Give back the line in the listing below that contains "For every instance of the air" and all remaining lines, retyped exactly, through the last line.

EXCERPTED RECORDS:
-------
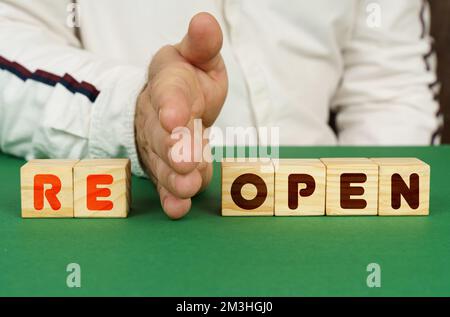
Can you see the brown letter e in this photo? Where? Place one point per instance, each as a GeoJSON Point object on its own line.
{"type": "Point", "coordinates": [293, 192]}
{"type": "Point", "coordinates": [347, 191]}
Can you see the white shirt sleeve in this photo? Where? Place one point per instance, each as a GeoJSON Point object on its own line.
{"type": "Point", "coordinates": [56, 99]}
{"type": "Point", "coordinates": [385, 95]}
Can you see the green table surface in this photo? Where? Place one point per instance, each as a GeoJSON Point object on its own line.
{"type": "Point", "coordinates": [205, 254]}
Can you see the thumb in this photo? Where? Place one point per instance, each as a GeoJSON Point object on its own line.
{"type": "Point", "coordinates": [201, 45]}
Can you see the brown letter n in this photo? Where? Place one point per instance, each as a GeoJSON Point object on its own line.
{"type": "Point", "coordinates": [399, 188]}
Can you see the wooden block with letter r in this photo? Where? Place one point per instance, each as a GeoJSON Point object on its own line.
{"type": "Point", "coordinates": [47, 188]}
{"type": "Point", "coordinates": [300, 187]}
{"type": "Point", "coordinates": [404, 187]}
{"type": "Point", "coordinates": [102, 188]}
{"type": "Point", "coordinates": [247, 188]}
{"type": "Point", "coordinates": [352, 187]}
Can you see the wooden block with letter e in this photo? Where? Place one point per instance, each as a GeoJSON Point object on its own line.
{"type": "Point", "coordinates": [300, 187]}
{"type": "Point", "coordinates": [404, 187]}
{"type": "Point", "coordinates": [102, 188]}
{"type": "Point", "coordinates": [47, 188]}
{"type": "Point", "coordinates": [352, 186]}
{"type": "Point", "coordinates": [247, 188]}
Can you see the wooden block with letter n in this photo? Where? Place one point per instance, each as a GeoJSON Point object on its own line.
{"type": "Point", "coordinates": [102, 188]}
{"type": "Point", "coordinates": [247, 188]}
{"type": "Point", "coordinates": [47, 188]}
{"type": "Point", "coordinates": [404, 187]}
{"type": "Point", "coordinates": [300, 187]}
{"type": "Point", "coordinates": [352, 186]}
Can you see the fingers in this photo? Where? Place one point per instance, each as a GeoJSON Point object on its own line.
{"type": "Point", "coordinates": [180, 185]}
{"type": "Point", "coordinates": [172, 95]}
{"type": "Point", "coordinates": [202, 43]}
{"type": "Point", "coordinates": [175, 190]}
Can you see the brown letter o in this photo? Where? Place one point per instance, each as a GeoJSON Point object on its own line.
{"type": "Point", "coordinates": [261, 191]}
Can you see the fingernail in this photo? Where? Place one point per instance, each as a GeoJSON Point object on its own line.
{"type": "Point", "coordinates": [172, 178]}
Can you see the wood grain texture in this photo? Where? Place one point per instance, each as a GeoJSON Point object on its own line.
{"type": "Point", "coordinates": [336, 168]}
{"type": "Point", "coordinates": [310, 204]}
{"type": "Point", "coordinates": [63, 169]}
{"type": "Point", "coordinates": [231, 170]}
{"type": "Point", "coordinates": [120, 189]}
{"type": "Point", "coordinates": [405, 167]}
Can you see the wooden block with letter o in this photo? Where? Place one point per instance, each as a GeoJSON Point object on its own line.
{"type": "Point", "coordinates": [247, 188]}
{"type": "Point", "coordinates": [300, 187]}
{"type": "Point", "coordinates": [404, 187]}
{"type": "Point", "coordinates": [352, 186]}
{"type": "Point", "coordinates": [102, 188]}
{"type": "Point", "coordinates": [47, 188]}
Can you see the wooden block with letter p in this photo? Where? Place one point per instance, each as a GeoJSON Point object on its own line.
{"type": "Point", "coordinates": [352, 186]}
{"type": "Point", "coordinates": [47, 188]}
{"type": "Point", "coordinates": [102, 188]}
{"type": "Point", "coordinates": [300, 187]}
{"type": "Point", "coordinates": [247, 188]}
{"type": "Point", "coordinates": [404, 187]}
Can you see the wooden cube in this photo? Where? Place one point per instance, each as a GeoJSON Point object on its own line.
{"type": "Point", "coordinates": [47, 188]}
{"type": "Point", "coordinates": [102, 188]}
{"type": "Point", "coordinates": [404, 187]}
{"type": "Point", "coordinates": [300, 187]}
{"type": "Point", "coordinates": [247, 188]}
{"type": "Point", "coordinates": [352, 186]}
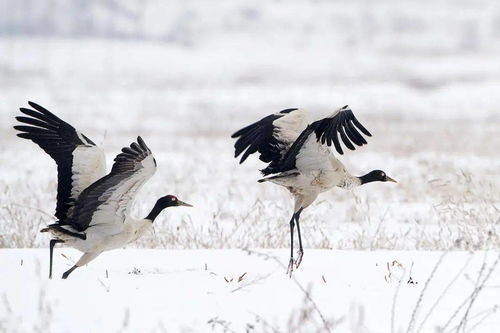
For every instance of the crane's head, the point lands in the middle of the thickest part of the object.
(376, 176)
(165, 202)
(171, 201)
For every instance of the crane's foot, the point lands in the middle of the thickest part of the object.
(68, 272)
(289, 271)
(300, 254)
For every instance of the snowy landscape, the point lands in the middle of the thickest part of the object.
(417, 256)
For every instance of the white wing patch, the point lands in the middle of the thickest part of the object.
(119, 198)
(89, 165)
(313, 156)
(288, 128)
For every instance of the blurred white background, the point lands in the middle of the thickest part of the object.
(423, 76)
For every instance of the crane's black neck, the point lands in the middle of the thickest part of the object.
(368, 178)
(157, 209)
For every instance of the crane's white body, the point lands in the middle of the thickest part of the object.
(317, 168)
(111, 227)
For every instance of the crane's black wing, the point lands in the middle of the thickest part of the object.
(271, 136)
(107, 201)
(327, 130)
(79, 161)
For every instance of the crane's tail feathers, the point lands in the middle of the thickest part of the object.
(279, 177)
(60, 230)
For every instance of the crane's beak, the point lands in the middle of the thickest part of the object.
(182, 203)
(389, 179)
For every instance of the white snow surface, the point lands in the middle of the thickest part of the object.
(248, 291)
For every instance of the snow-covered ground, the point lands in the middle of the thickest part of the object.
(248, 291)
(424, 78)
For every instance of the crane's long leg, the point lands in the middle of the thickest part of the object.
(52, 243)
(85, 259)
(300, 253)
(290, 264)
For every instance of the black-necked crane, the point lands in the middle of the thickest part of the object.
(299, 158)
(92, 208)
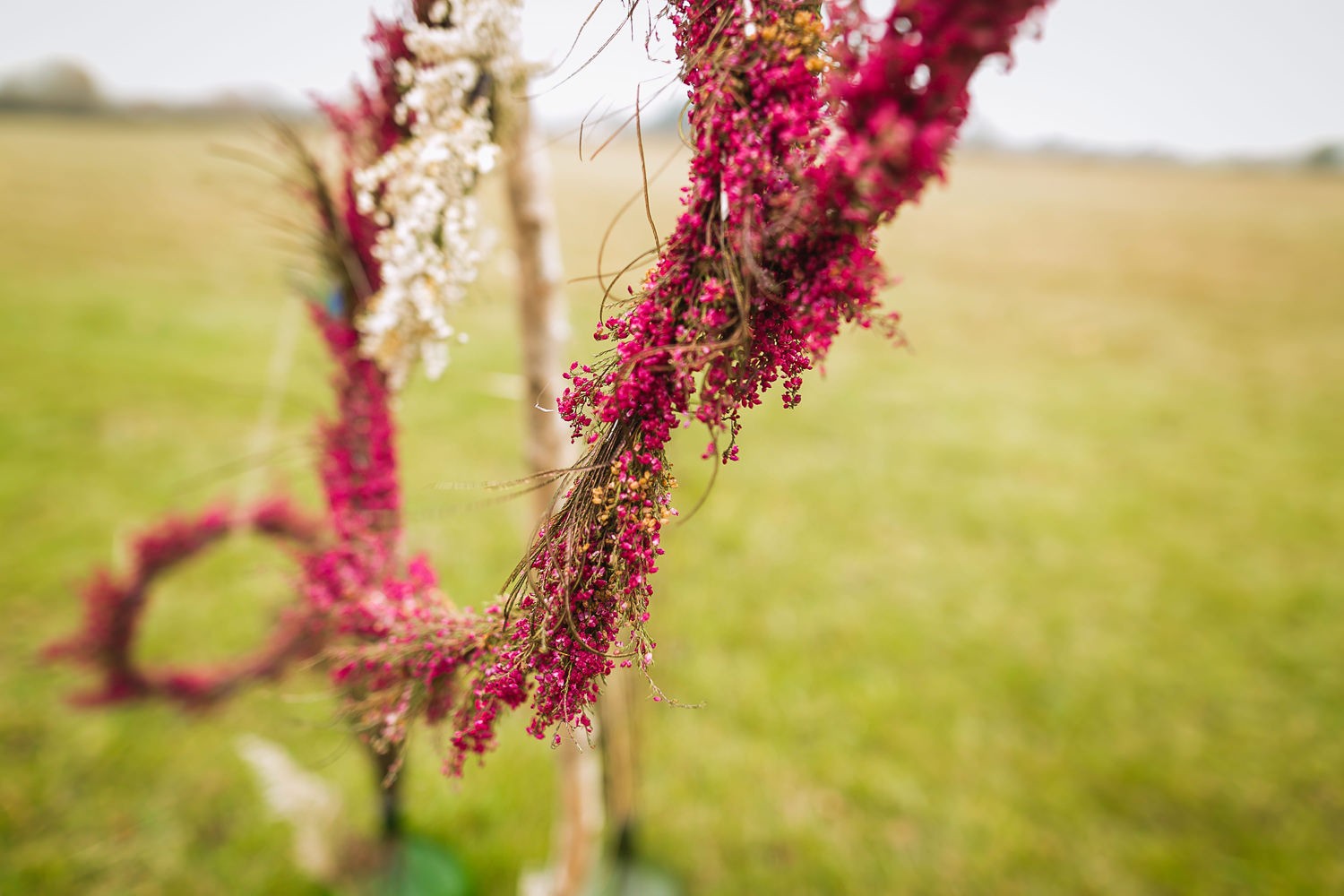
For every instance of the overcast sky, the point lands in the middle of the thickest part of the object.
(1198, 77)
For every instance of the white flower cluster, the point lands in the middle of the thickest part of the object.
(421, 191)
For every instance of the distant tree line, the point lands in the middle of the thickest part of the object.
(53, 86)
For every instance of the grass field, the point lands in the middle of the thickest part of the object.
(1050, 603)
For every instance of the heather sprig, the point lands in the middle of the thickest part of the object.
(116, 603)
(395, 646)
(771, 257)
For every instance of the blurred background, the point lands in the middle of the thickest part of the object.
(1047, 602)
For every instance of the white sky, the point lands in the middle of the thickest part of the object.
(1196, 77)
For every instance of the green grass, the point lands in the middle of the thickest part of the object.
(1050, 603)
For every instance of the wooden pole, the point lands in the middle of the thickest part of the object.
(545, 328)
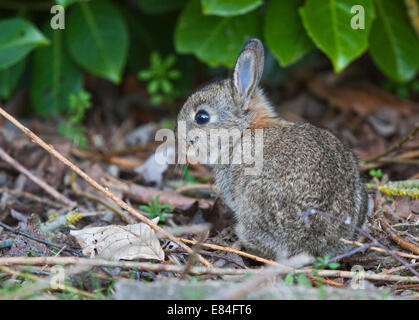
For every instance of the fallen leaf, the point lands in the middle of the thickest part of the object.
(120, 242)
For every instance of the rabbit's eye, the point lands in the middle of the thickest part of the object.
(202, 117)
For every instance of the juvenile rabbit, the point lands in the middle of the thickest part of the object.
(303, 167)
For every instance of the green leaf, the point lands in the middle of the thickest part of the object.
(214, 40)
(394, 46)
(55, 77)
(18, 38)
(328, 23)
(229, 8)
(97, 38)
(160, 6)
(284, 31)
(9, 78)
(333, 265)
(303, 280)
(66, 3)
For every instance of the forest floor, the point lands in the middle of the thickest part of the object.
(191, 251)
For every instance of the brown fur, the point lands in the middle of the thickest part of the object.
(303, 167)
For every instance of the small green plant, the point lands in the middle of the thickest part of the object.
(302, 279)
(155, 209)
(402, 90)
(324, 262)
(73, 128)
(160, 76)
(376, 173)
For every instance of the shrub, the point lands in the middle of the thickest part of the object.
(104, 37)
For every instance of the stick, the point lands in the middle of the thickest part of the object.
(395, 147)
(29, 236)
(374, 248)
(155, 267)
(40, 183)
(240, 253)
(397, 239)
(311, 211)
(99, 187)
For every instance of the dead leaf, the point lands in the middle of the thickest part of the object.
(120, 242)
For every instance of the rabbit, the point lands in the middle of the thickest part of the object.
(303, 167)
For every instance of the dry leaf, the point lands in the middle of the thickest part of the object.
(120, 242)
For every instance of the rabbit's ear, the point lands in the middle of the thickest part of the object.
(248, 71)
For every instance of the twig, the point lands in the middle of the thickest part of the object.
(40, 183)
(395, 147)
(154, 267)
(141, 266)
(306, 214)
(90, 196)
(201, 238)
(31, 197)
(240, 253)
(375, 248)
(195, 186)
(99, 187)
(35, 278)
(397, 269)
(397, 239)
(29, 236)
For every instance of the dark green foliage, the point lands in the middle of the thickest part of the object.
(104, 37)
(155, 209)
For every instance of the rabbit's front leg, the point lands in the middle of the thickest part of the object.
(257, 244)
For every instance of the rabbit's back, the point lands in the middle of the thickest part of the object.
(304, 167)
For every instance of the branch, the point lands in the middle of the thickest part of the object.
(40, 183)
(99, 187)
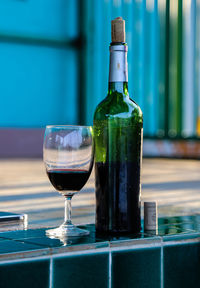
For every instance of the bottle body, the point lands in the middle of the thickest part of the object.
(118, 128)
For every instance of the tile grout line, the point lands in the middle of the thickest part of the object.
(110, 269)
(162, 266)
(51, 273)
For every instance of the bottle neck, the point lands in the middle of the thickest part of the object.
(118, 72)
(120, 87)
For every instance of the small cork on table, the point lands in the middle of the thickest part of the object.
(118, 30)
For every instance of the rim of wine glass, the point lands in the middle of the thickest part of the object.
(67, 126)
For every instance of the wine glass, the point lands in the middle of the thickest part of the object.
(68, 158)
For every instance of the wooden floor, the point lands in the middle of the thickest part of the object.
(24, 187)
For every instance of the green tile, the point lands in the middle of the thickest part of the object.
(83, 271)
(182, 266)
(11, 246)
(138, 268)
(31, 274)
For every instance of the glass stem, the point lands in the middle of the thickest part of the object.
(68, 210)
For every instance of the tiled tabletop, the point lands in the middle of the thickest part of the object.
(20, 243)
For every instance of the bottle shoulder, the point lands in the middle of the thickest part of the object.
(121, 107)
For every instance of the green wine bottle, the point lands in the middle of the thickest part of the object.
(118, 133)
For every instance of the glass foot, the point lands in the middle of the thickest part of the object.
(66, 231)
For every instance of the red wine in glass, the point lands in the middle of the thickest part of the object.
(68, 179)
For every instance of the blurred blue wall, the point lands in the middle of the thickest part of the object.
(38, 62)
(54, 58)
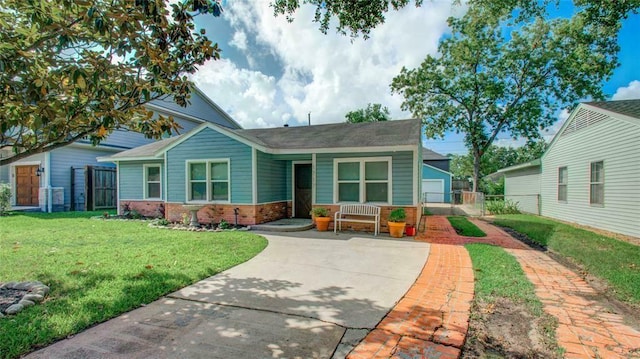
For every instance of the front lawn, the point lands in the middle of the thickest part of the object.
(615, 261)
(99, 269)
(465, 228)
(507, 319)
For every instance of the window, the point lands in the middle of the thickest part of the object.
(152, 182)
(208, 181)
(363, 180)
(596, 195)
(563, 179)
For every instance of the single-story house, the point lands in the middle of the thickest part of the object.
(518, 186)
(590, 173)
(269, 174)
(436, 178)
(70, 178)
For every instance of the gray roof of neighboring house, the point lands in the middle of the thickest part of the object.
(625, 107)
(428, 155)
(149, 150)
(337, 135)
(534, 163)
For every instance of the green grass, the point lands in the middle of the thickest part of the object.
(99, 269)
(617, 262)
(499, 275)
(465, 228)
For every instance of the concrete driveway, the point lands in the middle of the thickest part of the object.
(307, 295)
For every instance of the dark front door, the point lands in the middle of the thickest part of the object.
(302, 187)
(27, 186)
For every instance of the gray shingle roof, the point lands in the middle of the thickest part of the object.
(428, 155)
(337, 135)
(149, 150)
(625, 107)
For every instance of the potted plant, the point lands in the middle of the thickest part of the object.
(396, 222)
(321, 216)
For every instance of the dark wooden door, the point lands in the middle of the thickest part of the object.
(27, 186)
(100, 187)
(302, 185)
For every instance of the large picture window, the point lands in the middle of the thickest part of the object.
(363, 180)
(152, 182)
(596, 195)
(563, 180)
(208, 181)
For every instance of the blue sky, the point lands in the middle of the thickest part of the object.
(273, 72)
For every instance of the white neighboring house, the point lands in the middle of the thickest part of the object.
(590, 174)
(522, 185)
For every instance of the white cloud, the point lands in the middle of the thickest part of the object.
(629, 92)
(239, 40)
(327, 75)
(248, 96)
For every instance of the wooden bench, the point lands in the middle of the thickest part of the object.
(357, 210)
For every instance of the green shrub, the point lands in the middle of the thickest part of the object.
(319, 212)
(397, 215)
(502, 207)
(224, 225)
(5, 198)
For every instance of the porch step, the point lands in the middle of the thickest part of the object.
(285, 225)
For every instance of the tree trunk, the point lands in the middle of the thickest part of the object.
(476, 170)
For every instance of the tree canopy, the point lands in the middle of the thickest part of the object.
(80, 69)
(373, 113)
(354, 17)
(495, 158)
(508, 70)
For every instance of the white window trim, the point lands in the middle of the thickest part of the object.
(208, 181)
(592, 183)
(362, 182)
(566, 184)
(145, 181)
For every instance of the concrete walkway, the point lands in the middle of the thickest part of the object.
(432, 319)
(307, 295)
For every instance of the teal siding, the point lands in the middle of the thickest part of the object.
(402, 175)
(62, 159)
(432, 173)
(205, 145)
(198, 108)
(131, 179)
(271, 178)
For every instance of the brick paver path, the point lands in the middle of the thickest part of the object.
(586, 329)
(432, 319)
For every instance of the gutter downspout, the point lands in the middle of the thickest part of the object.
(47, 181)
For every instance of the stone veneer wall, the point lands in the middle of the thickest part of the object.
(145, 208)
(412, 218)
(247, 214)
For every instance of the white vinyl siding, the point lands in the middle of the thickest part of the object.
(523, 186)
(616, 143)
(152, 182)
(596, 191)
(362, 180)
(562, 184)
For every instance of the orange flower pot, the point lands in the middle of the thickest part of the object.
(322, 223)
(396, 229)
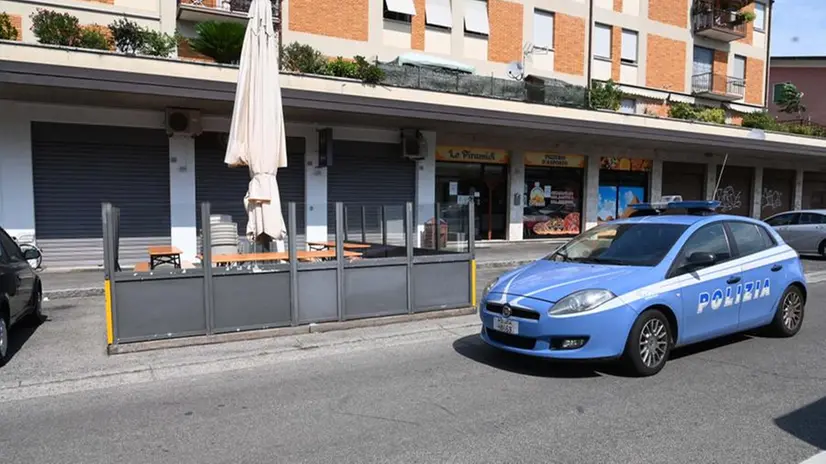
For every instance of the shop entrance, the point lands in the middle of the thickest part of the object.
(461, 178)
(553, 195)
(622, 183)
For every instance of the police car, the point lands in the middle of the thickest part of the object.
(672, 274)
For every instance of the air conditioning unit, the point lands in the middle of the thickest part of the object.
(181, 121)
(413, 145)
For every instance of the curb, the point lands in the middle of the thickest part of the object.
(151, 345)
(98, 291)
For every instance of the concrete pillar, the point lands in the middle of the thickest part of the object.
(757, 193)
(655, 181)
(591, 201)
(711, 180)
(315, 188)
(16, 181)
(516, 188)
(797, 202)
(183, 208)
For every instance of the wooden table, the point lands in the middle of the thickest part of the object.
(164, 255)
(279, 256)
(332, 244)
-------
TASK RESPONSE:
For every instance of the air conditioning unit, the point lands in the middle of the thickest part of the object.
(181, 121)
(413, 145)
For every instance of the curb, the point lands in the middle of the thickest part of the object.
(151, 345)
(98, 291)
For every instance of the concrete pillar, the point lands in the middle of the thickest part of the object.
(757, 193)
(655, 181)
(591, 201)
(711, 180)
(315, 188)
(16, 181)
(516, 188)
(797, 202)
(183, 208)
For every instance of the wooden table, the point lands in the middle of the thickest part of the object.
(164, 255)
(279, 256)
(332, 244)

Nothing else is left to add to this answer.